> Short problem
Reproduce the data below verbatim, starting at the line containing "Where can the man with gray" and ending after the line containing "219], [127, 229]]".

> Records shown
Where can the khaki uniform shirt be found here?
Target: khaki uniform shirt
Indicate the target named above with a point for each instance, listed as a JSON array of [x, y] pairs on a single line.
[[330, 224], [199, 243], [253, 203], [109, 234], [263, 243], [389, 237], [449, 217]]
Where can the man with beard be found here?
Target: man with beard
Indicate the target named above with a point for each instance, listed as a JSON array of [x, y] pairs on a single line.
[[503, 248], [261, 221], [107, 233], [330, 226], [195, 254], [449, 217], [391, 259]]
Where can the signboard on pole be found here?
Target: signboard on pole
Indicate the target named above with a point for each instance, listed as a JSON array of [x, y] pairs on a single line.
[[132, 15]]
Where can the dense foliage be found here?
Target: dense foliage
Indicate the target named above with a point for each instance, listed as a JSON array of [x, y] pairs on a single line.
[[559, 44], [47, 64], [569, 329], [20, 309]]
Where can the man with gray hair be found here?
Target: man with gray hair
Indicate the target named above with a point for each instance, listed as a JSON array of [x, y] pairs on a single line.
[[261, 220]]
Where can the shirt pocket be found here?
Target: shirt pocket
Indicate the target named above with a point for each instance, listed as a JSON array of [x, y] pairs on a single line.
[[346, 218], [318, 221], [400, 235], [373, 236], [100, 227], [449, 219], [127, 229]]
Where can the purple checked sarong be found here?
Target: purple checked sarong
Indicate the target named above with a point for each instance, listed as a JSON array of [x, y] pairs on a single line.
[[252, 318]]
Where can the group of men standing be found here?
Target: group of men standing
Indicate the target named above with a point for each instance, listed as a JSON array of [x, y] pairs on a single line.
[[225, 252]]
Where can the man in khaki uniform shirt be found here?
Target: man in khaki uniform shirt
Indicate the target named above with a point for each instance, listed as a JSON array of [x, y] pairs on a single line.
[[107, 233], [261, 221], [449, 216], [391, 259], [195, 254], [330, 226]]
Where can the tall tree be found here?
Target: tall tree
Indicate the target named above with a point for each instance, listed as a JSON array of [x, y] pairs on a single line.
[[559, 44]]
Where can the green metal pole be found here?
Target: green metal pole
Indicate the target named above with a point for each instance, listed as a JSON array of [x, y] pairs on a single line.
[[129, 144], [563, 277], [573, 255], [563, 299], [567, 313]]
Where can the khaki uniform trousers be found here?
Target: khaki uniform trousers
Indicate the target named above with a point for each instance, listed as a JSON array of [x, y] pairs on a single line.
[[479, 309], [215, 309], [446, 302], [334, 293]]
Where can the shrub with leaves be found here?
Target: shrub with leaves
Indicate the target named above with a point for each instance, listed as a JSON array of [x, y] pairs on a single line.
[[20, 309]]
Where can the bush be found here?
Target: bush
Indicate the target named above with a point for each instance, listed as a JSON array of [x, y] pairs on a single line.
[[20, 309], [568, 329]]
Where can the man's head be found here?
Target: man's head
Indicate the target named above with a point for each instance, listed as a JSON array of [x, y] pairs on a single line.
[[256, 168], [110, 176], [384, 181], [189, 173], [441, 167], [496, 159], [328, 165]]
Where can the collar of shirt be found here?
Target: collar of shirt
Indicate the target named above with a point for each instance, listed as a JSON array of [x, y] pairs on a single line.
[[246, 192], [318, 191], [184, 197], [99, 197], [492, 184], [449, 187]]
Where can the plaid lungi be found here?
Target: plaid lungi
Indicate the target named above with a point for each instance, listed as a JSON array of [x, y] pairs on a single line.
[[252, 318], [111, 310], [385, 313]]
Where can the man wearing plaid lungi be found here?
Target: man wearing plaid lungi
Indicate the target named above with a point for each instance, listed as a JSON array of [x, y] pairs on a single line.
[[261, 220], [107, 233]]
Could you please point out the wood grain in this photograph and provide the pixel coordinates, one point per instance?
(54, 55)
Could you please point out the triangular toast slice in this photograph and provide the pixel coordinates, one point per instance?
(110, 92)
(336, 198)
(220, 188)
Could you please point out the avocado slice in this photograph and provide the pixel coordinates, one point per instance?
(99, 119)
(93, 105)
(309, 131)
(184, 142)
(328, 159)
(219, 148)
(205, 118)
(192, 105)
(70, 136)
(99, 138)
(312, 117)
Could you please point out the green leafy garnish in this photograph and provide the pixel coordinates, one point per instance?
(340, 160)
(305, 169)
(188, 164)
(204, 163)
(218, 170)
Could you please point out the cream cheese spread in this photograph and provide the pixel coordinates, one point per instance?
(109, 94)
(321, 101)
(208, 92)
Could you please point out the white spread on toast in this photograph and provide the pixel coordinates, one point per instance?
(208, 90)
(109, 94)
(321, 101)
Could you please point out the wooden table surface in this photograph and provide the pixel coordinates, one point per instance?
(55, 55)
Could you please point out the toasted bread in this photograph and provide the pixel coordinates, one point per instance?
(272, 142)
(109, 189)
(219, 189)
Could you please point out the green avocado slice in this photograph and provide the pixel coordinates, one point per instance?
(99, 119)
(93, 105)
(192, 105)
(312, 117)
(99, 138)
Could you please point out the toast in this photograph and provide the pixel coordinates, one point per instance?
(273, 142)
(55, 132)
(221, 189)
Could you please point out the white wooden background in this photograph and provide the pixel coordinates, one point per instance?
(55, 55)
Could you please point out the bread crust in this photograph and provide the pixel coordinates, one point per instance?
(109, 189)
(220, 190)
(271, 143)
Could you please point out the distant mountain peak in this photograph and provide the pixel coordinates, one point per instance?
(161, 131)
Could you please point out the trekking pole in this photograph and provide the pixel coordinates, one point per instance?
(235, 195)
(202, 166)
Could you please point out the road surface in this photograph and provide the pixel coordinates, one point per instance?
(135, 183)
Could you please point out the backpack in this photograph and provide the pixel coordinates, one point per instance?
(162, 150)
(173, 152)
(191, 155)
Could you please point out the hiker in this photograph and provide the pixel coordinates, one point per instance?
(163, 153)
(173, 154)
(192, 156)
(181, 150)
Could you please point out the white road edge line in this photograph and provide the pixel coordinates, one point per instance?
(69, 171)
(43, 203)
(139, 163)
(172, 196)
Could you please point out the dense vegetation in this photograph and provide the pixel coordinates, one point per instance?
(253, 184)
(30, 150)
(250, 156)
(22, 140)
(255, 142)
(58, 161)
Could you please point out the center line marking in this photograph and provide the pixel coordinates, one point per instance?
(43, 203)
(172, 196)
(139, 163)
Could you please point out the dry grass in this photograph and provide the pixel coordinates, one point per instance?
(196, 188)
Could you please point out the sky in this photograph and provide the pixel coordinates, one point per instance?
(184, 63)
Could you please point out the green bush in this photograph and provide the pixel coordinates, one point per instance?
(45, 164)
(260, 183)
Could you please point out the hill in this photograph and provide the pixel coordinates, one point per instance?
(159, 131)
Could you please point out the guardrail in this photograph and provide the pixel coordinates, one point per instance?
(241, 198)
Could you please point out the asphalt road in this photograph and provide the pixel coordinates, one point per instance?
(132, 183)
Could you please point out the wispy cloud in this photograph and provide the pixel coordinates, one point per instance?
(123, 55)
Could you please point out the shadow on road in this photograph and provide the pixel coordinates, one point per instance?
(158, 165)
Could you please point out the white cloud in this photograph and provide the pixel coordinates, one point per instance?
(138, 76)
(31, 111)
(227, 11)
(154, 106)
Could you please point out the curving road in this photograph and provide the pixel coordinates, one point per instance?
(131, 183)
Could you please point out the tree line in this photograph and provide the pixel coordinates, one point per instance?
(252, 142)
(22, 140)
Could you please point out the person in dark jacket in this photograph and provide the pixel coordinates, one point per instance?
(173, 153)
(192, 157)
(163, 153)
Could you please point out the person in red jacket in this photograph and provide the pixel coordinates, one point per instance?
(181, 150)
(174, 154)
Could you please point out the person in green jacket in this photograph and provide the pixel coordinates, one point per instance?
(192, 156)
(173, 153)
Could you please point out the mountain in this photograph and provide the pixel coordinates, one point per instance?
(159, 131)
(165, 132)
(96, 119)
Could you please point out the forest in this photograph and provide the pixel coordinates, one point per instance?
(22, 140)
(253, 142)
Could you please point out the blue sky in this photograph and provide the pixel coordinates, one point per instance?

> Problem solution
Where can the man with gray hair be found here?
Target: man with gray hair
Indicate the target named above with a point for each instance, listed as a JSON array of [x, y] pairs on a single line.
[[261, 220]]
Where can the shirt pocket be found here?
Target: shirt pocket
Indicate the target named above with a point for each instance, listed as a JSON array of [x, y] pairs on a single line.
[[346, 218], [318, 221], [400, 235], [373, 236], [100, 227], [449, 219], [127, 229]]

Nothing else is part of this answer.